◆ **Required task**: Nothing but the lines from the line with "In this picture, where can the man's arm" through the end of the data is to be copied, and each is to be copied exactly.

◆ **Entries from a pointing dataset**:
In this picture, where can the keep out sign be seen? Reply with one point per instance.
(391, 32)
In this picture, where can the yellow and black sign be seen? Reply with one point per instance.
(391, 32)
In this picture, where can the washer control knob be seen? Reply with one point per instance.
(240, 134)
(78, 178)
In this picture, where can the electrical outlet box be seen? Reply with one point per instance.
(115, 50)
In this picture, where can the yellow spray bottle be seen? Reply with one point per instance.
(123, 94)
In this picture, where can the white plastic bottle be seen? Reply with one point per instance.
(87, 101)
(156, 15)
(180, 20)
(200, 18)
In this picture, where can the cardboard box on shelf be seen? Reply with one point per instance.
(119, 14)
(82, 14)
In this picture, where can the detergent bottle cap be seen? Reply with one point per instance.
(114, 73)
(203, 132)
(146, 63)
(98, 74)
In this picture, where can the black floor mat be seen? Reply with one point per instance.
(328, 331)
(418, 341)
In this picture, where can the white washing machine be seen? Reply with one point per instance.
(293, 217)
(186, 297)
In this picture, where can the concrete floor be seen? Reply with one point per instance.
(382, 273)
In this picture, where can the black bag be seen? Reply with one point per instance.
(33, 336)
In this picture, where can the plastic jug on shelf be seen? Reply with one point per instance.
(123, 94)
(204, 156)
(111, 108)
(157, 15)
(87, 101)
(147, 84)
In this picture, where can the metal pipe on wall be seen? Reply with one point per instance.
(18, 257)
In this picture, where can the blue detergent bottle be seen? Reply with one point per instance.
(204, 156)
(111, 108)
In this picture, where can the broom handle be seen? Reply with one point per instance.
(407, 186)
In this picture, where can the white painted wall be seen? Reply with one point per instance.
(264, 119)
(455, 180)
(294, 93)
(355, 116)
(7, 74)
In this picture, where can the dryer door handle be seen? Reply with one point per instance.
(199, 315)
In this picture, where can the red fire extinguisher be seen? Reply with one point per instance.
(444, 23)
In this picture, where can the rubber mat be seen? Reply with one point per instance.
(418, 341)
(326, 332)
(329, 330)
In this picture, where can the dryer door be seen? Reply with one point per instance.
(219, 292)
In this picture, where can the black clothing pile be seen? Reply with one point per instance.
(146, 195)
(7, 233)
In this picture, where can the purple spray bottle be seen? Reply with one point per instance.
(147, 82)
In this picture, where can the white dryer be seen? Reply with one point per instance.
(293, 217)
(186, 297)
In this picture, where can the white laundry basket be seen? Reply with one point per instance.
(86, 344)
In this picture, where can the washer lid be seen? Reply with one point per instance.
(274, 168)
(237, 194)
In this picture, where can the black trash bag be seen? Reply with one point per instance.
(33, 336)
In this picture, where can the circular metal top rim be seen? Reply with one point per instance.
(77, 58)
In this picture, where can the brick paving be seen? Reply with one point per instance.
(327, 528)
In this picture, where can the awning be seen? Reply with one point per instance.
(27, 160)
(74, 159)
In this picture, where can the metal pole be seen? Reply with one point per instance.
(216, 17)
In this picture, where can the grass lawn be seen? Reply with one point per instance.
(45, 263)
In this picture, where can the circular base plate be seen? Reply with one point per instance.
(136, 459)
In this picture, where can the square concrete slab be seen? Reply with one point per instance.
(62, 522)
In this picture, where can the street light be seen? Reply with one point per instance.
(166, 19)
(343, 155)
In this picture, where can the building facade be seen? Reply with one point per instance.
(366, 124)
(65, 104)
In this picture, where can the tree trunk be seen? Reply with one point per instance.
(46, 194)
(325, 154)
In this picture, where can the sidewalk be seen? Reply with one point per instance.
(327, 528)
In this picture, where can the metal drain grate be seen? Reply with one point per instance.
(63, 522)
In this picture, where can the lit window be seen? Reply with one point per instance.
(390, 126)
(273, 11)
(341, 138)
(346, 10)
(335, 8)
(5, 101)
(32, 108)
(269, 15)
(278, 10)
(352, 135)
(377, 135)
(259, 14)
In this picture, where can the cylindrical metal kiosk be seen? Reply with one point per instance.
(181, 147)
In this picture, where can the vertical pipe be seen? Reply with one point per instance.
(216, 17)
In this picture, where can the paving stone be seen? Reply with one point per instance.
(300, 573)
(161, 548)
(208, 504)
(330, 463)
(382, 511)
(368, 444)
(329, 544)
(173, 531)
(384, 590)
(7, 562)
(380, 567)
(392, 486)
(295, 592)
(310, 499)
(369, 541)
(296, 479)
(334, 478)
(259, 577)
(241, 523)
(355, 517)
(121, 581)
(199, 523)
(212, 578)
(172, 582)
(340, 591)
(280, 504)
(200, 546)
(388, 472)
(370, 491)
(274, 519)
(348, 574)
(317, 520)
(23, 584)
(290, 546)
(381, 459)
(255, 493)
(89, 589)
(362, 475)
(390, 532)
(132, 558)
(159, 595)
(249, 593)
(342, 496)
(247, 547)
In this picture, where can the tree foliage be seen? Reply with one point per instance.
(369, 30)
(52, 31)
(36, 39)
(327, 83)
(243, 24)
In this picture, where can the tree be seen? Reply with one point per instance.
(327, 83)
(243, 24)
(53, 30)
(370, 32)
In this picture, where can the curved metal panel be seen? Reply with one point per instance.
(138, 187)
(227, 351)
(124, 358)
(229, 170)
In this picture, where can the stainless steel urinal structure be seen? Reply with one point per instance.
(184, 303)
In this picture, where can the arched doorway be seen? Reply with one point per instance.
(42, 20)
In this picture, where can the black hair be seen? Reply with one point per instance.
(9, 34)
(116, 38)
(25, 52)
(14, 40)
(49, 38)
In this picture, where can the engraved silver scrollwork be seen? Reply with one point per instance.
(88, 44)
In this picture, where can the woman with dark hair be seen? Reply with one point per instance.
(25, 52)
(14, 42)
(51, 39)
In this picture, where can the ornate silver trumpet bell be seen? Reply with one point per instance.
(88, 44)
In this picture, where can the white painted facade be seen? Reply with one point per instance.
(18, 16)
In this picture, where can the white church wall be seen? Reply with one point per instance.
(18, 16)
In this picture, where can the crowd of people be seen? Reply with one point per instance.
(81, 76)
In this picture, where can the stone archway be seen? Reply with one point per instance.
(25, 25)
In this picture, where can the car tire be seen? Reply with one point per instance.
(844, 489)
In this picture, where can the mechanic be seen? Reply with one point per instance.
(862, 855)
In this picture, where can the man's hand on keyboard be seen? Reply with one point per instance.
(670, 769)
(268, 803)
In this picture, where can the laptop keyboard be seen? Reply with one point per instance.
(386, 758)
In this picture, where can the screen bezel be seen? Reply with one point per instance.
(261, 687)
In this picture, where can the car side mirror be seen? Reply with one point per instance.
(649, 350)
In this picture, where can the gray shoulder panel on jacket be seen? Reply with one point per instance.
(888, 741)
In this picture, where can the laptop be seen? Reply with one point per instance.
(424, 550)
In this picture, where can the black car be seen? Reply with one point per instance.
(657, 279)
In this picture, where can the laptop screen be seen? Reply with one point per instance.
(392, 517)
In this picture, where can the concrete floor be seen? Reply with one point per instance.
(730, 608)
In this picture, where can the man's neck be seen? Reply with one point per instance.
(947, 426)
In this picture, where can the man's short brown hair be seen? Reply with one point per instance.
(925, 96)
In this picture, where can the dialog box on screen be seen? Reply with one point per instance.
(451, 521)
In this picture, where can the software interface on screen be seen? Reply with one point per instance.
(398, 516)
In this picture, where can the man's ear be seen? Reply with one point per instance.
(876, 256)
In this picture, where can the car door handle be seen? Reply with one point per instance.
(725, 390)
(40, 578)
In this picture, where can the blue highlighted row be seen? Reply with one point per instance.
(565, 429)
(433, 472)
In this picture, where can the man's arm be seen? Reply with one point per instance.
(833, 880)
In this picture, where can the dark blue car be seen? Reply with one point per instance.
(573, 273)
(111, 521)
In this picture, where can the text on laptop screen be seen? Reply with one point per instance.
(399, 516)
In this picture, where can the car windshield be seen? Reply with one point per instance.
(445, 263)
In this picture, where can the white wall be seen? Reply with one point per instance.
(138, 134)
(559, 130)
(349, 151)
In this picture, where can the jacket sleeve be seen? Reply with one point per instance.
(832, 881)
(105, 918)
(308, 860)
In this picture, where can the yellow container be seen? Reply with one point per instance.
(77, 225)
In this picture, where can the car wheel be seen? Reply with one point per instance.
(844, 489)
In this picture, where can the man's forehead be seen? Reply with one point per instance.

◆ **Worked solution**:
In this picture, where can the man's arm be seen? Reply with one point per instance.
(833, 880)
In this picture, where can the dark blue car be seen? Reply with one point per instance.
(573, 273)
(111, 521)
In this picture, where can the text on laptop screen be seen? Reply with one point per instance.
(399, 516)
In this picture, where can the car windshield be seen? Reply with one point per instance.
(445, 263)
In this picture, where can the white wall be seen? Reply with one point per instance.
(138, 134)
(559, 130)
(349, 151)
In this picture, where can the jacket sleeve be seen? Reply with one point per instance.
(832, 881)
(105, 918)
(308, 860)
In this picture, where can the yellow container be seen? Reply with one point per instance.
(77, 225)
In this picture, where can the car wheel be seen? Reply with one point per instance.
(844, 489)
In this picture, where can the man's forehead be seen? Reply with one point per instance.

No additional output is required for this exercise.